***** Document section *****
Sources of Growth in Information Sectors

SOURCES OF GROWTH OF INFORMATION SECTOR IN INDIA DURING 1983-84 TO 1993-94

Sikhanwita Roy, Tuhin Das and Debesh Chakraborty

Department of Economics

Jadavpur University

Calcutta - 700 032

India

Fax : 91 (33) 414 6008 / 414 6584

E-mail :

Abstract

It is widely recognized that rapid changes in information technology (IT) are bringing about major structural changes in the economies of the world. The abundance of cheap labour and raw materials is no longer sufficient for global competition. Information flexibility, product quality and fast response are the key factors and IT plays a critical role in these areas. Policy-makers in industrialized countries and in an increasing number of developing countries view IT as a critical infrastructure for competing in an information intensive global economy. They also see the potential gains from using IT-based processes to enhance their access to global knowledge, markets and capital. These views - of IT as infrastructure and as core capability for development - resonate with India's aspirations to modernize its infrastructure, transform its industry and join the global economy.

Realizing the importance of the Indian IT industry, we make an attempt in this paper to study the sources of growth of the information sectors of India during 1983-84 to 1993-94 with the help of input-output technique.

Key Words: Information, SDA, technological change, liberalization.

SOURCES OF GROWTH OF INFORMATION SECTOR IN INDIA DURING 1983-84 TO 1993-94

Sikhanwita Roy, Tuhin Das and Debesh Chakraborty

Department of Economics

Jadavpur University

Calcutta - 700 032

India

Fax : 91 (33) 414 6008 / 414 6584

E-mail :

1. Introduction

Throughout the history of human civilization change has been a constant factor. Nowhere else has this phenomenon been so pronounced as in the field of information technology (IT). The IT revolution of the 20th century has brought the biggest change in human civilization after the industrial revolution of the 18th century. The abundance of cheap labour and raw materials is no longer sufficient for global competition. Information flexibility, product quality and fast response are the key factors and IT plays a critical role in these areas. Policy-makers in industrialized countries and in an increasing number of developing countries view IT as a critical infrastructure for competing in an information intensive global economy. India too aspires to modernize its infrastructure, transform its industry and join the global economy.
***** Available data *****
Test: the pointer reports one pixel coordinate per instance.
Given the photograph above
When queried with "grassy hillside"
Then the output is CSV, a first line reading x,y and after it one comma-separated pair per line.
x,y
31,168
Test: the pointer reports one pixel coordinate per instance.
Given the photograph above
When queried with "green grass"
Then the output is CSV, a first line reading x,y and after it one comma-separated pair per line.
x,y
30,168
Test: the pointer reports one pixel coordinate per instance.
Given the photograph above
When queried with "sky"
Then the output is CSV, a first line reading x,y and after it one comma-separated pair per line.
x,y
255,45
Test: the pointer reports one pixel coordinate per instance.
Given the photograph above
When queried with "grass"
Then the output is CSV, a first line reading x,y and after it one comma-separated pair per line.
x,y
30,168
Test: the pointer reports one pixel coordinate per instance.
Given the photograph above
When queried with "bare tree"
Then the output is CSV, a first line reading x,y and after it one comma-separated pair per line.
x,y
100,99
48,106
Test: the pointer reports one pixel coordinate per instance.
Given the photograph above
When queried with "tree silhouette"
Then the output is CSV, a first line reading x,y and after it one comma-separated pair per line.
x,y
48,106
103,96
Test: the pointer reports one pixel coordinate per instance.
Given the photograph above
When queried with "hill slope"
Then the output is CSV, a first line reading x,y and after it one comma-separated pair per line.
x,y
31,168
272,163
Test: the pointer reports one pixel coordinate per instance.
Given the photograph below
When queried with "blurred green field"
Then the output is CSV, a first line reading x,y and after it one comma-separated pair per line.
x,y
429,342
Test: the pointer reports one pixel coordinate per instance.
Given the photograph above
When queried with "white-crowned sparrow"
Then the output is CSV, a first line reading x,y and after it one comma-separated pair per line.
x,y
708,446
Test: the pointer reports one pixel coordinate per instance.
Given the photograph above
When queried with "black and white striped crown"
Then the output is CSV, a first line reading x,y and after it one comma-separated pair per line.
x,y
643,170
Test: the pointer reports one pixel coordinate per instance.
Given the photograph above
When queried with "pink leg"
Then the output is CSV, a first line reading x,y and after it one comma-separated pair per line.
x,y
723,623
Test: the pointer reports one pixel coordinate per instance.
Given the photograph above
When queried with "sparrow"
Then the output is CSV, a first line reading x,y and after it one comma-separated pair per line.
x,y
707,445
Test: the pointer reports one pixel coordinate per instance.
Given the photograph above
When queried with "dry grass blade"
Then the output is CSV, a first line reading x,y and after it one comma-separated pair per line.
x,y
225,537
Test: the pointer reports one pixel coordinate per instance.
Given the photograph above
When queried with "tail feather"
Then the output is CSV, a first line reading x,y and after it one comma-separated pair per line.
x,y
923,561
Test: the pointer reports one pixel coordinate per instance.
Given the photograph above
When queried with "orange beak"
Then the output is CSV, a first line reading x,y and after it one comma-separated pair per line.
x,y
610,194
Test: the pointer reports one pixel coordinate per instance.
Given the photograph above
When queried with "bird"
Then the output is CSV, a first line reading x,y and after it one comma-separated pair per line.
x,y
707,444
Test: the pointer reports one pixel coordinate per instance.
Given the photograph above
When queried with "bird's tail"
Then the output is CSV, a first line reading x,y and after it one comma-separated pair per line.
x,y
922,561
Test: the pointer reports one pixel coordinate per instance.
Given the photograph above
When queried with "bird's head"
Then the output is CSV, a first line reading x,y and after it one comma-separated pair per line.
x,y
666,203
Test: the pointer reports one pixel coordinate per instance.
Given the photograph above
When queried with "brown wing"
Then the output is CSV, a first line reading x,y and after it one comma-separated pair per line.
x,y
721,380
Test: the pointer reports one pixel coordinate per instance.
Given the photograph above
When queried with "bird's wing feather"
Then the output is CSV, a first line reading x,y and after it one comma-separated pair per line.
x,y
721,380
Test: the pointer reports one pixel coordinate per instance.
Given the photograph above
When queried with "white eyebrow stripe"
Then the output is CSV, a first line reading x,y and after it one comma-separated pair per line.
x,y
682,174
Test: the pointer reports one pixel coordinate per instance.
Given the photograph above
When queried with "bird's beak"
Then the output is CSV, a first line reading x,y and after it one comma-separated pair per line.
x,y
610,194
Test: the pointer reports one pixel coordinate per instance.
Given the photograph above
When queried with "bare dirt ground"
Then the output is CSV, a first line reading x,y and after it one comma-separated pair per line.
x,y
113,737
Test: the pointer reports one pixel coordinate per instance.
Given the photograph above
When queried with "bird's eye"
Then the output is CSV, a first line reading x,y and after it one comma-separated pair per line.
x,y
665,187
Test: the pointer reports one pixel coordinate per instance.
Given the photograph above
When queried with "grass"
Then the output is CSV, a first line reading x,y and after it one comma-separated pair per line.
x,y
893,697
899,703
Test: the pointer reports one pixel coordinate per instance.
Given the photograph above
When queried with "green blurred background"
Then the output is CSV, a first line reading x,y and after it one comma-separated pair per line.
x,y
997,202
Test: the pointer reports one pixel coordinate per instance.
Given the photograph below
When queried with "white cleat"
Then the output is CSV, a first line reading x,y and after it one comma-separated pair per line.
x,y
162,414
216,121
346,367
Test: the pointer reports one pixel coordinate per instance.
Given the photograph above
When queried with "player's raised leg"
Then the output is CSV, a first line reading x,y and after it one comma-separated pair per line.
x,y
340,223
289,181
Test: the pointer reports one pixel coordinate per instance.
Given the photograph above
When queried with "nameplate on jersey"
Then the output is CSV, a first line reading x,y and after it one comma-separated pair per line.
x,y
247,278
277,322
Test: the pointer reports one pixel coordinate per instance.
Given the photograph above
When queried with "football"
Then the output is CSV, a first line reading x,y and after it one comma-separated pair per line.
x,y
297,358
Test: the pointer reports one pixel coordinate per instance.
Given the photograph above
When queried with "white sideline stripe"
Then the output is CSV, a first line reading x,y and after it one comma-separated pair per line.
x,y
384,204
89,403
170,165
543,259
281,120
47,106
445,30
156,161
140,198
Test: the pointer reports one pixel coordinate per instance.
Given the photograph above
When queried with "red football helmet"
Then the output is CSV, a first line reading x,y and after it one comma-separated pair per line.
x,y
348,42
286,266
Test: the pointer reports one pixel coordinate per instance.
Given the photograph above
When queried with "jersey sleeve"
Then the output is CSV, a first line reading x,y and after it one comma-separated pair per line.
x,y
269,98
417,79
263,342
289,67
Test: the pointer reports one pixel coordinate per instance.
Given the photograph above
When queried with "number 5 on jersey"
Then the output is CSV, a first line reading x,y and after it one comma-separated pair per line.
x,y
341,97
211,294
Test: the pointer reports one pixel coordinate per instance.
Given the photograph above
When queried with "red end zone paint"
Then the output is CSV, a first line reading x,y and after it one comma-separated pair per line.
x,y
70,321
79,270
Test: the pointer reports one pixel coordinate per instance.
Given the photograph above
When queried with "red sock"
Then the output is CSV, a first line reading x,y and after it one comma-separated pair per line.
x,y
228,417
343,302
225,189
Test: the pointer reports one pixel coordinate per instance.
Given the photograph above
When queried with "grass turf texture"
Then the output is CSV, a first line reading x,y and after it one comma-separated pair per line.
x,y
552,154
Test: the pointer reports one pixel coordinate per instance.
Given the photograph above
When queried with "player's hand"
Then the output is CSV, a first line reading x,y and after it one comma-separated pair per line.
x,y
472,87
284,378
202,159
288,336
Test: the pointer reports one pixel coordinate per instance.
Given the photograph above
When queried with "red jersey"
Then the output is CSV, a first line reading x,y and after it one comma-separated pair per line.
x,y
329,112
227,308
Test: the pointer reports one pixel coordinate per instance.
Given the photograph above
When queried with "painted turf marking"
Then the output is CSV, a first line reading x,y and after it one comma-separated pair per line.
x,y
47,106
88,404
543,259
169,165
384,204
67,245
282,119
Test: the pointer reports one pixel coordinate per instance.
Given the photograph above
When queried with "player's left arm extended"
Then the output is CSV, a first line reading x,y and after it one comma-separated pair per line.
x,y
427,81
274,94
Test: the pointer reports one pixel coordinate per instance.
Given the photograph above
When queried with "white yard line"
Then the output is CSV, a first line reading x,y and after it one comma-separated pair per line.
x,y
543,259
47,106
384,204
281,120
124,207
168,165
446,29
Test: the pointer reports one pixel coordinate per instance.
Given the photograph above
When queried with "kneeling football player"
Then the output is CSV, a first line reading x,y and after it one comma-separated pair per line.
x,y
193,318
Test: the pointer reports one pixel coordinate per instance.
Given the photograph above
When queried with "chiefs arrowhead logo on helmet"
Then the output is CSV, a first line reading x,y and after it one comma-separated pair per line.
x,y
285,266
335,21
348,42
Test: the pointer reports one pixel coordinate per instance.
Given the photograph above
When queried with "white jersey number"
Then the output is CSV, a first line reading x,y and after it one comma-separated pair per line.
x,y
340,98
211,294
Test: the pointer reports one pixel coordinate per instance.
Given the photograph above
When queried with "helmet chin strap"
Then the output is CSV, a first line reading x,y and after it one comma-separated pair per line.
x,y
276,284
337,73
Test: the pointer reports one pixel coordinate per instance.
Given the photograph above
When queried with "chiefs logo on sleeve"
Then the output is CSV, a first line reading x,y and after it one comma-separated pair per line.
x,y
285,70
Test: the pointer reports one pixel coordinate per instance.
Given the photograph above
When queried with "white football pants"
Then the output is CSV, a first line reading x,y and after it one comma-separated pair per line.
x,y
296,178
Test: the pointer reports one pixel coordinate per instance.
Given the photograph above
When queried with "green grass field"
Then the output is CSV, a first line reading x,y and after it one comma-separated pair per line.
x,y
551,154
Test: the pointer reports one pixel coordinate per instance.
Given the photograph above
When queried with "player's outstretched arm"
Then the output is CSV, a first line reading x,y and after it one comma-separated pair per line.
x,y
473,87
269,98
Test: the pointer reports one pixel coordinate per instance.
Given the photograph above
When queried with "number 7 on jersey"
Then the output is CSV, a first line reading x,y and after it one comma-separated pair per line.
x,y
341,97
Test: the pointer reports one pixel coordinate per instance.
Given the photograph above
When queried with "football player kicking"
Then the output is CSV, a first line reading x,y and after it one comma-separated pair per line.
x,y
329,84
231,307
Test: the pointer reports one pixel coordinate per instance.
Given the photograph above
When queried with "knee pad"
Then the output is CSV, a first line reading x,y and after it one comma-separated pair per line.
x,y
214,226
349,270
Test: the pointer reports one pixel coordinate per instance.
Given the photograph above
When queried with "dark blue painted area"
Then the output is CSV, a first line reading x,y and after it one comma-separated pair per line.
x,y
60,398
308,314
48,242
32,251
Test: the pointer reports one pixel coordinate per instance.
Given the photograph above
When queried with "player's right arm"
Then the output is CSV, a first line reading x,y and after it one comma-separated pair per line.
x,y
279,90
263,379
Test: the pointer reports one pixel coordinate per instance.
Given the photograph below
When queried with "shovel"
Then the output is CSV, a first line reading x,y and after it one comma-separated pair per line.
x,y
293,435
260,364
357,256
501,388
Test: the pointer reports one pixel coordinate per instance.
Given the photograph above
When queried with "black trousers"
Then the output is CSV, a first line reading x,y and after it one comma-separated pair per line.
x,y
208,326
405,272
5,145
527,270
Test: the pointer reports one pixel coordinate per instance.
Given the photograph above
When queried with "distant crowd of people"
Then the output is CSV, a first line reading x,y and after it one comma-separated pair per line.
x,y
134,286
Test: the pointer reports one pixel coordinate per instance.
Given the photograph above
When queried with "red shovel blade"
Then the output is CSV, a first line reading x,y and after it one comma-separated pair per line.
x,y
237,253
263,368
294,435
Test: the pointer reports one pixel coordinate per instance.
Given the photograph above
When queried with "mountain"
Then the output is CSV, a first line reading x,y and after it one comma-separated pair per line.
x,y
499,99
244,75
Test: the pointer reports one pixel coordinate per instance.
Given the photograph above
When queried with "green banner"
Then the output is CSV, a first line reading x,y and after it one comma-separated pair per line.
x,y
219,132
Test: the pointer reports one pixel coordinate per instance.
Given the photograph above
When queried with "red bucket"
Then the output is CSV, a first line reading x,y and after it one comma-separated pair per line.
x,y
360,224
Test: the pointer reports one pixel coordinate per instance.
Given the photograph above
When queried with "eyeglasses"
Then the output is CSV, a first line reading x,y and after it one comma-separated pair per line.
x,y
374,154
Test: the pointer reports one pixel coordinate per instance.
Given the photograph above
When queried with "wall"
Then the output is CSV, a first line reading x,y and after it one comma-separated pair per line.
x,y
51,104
*****
> **Given instruction 1**
Revise the paper on information-sector growth in India, starting with "Realizing the importance" and going on through "of input-output technique.", with "input-output technique" changed to "input-output analysis".
> **Given instruction 2**
Display each line of the listing that contains the string "turf", matching case exactly.
The listing bears no relation to the paper on information-sector growth in India.

> **Exercise output 1**
Realizing the importance of the Indian IT industry, we make an attempt in this paper to study the sources of growth of the information sectors of India during 1983-84 to 1993-94 with the help of input-output analysis.

> **Exercise output 2**
When queried with "grass turf texture"
When queried with "painted turf marking"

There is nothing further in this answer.